» **Exercise objective**
Repeat each entry exactly, but do not carry over the pictures.
+++ Source material +++
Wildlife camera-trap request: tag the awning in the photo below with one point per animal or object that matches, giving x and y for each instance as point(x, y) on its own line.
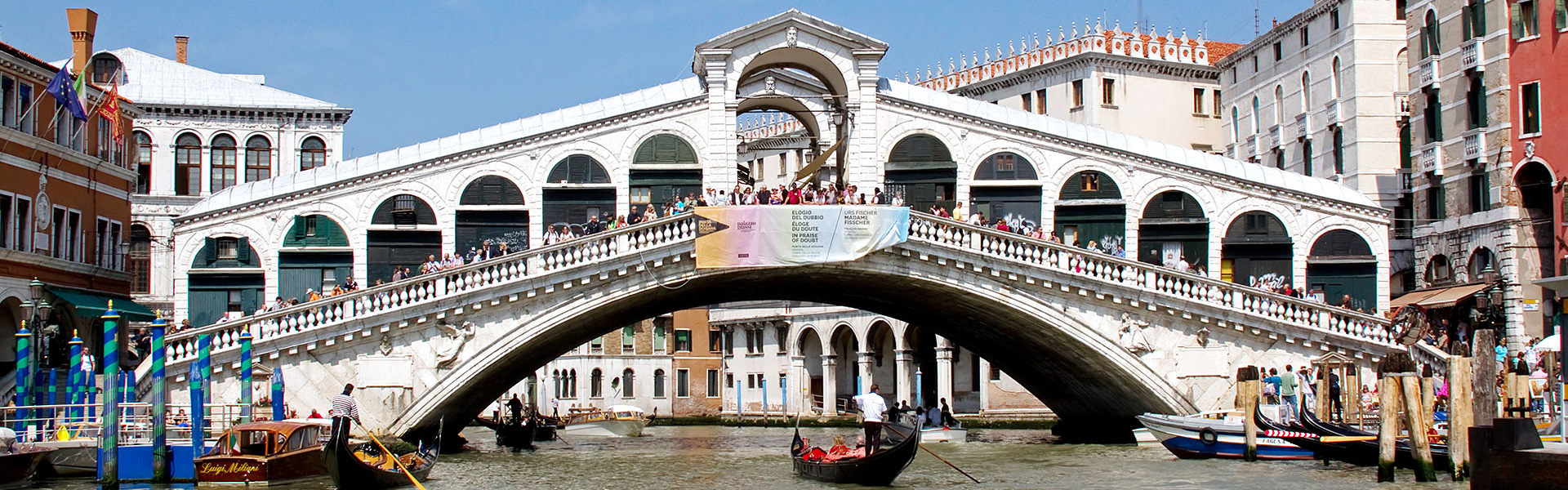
point(1437, 297)
point(93, 305)
point(1554, 283)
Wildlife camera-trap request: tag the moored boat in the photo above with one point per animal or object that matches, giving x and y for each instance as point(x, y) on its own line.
point(1196, 437)
point(369, 467)
point(612, 421)
point(264, 454)
point(880, 469)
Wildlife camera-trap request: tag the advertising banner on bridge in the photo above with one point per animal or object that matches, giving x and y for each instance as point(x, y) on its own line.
point(761, 236)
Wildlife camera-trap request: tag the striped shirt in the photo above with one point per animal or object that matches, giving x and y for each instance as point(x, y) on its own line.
point(345, 406)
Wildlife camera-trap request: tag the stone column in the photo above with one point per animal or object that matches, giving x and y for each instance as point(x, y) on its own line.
point(799, 385)
point(830, 384)
point(867, 360)
point(944, 371)
point(905, 368)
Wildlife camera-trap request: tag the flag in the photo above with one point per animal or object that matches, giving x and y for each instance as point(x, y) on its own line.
point(110, 112)
point(66, 95)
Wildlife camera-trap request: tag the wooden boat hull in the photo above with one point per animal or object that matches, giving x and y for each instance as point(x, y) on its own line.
point(877, 470)
point(250, 470)
point(617, 428)
point(350, 473)
point(1208, 439)
point(18, 469)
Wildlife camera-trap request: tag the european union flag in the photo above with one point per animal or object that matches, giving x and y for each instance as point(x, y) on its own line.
point(65, 95)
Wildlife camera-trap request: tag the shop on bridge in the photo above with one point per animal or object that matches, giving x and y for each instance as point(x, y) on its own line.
point(402, 234)
point(1174, 226)
point(576, 189)
point(1256, 248)
point(491, 209)
point(664, 168)
point(1090, 207)
point(226, 280)
point(315, 255)
point(996, 192)
point(924, 172)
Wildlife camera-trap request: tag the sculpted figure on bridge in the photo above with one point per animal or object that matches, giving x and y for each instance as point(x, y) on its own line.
point(1133, 335)
point(449, 349)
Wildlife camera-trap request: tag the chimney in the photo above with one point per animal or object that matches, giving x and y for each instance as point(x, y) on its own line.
point(179, 47)
point(83, 22)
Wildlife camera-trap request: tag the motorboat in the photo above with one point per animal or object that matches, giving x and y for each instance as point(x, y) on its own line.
point(264, 454)
point(1215, 435)
point(612, 421)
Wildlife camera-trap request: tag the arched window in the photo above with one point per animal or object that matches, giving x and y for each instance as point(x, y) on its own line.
point(257, 159)
point(313, 153)
point(187, 165)
point(596, 384)
point(1278, 104)
point(1307, 91)
point(223, 163)
point(1258, 112)
point(140, 260)
point(659, 384)
point(143, 163)
point(1334, 78)
point(627, 377)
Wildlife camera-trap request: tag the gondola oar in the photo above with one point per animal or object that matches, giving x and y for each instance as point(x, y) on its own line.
point(933, 454)
point(394, 457)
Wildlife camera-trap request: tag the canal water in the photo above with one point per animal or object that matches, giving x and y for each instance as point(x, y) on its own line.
point(753, 457)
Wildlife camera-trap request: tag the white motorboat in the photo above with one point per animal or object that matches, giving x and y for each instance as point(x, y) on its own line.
point(612, 421)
+++
» **Answer box**
Wildlife camera-trap request: tag the awning in the photo below with one point per animal or object that matches, giving x and y for each instance as point(x, y) on its own line.
point(1437, 297)
point(93, 305)
point(1554, 283)
Wildlife camera-trap request: tag the moored boat in the photo above with one point per animal or object that matches, giving x and y for each instance as point(x, y) on its own line.
point(1196, 437)
point(369, 467)
point(612, 421)
point(264, 454)
point(880, 469)
Wildlife camera-trap request: tag the advertising banner on bridge in the photo above with one point per animal or object that matches, giving x and y for each instance as point(x, y) on its own line.
point(761, 236)
Wildlife camera-trap request: tag the striped shirt in the photo above with one point per animal or object that matches, giving x and y for each instance as point(x, y) on its own line.
point(345, 406)
Wildlife camera-trap request: tag the stone column in the photo above with one point per animal or object that matches, giving x and y for each instance as point(x, y) on its own line.
point(799, 385)
point(830, 384)
point(867, 360)
point(944, 371)
point(905, 368)
Wildlife camera-trap request: tag the flag in the photo above with one point per animal or object that matches, giving x and y for each instance as point(x, y) on its own line.
point(110, 112)
point(66, 95)
Wildlife camera-trap request: tag the wooden boat hull in the photo above with one point per animal or object that matches, giving x and y for each instance as point(x, y) on its own line.
point(877, 470)
point(250, 470)
point(617, 428)
point(350, 473)
point(1208, 439)
point(18, 469)
Wildlife camera-trap request: tag the european union flag in the photo above with one point per animal or object that matches, giving x and y for each instance as point(x, y) on its own line.
point(65, 95)
Wildlife camera-trap request: tag the shop on bridge in the photo above with one point per animal or object that matches, giving x and y for each instance as point(x, y) on its own line.
point(402, 234)
point(1174, 226)
point(576, 189)
point(1256, 248)
point(491, 209)
point(664, 168)
point(1090, 207)
point(226, 280)
point(315, 255)
point(996, 192)
point(924, 172)
Wildlife camera-trap request: tag the sculpted figure on bridge in the photo above with one point per animal or object that matches, giving x and y for each instance as point(x, y) on its own line.
point(1133, 335)
point(449, 349)
Wildlife camera-trap request: tag the chimney in the photo above with one point per animal or object that matches, giving x and y for each instance as point(x, y) on its own line.
point(179, 47)
point(83, 22)
Wildlife camera-trap request: tag the motorboat in the photo above with one point per animal or object that matches, giving x and y for each instance as point(x, y) on its own line.
point(264, 454)
point(1215, 435)
point(612, 421)
Wildlife camera-trap request: tag the arched window in the photo above with one point per animal or object that matches, giving x and y for each instance as point(x, y) on its own line.
point(257, 159)
point(313, 153)
point(187, 165)
point(596, 384)
point(1278, 104)
point(1307, 91)
point(223, 163)
point(1258, 112)
point(140, 260)
point(659, 384)
point(143, 163)
point(1334, 78)
point(627, 377)
Wildlife camera-trap request: tag the gondola oar in the photo above with one point per animal or object that matches, giving x and y for each instance as point(x, y) on its own line.
point(933, 454)
point(394, 457)
Wildlife camera-trap request: tag the canal water in the photo above with one point per animal or object that matches, giving x and y for each instance as point(x, y) on its own line.
point(753, 457)
Wildlife camera-trap request: tag the white motorboat in the photo above with one point per animal or object that matches, giving x and y for each instance as point(x, y) on its own line.
point(612, 421)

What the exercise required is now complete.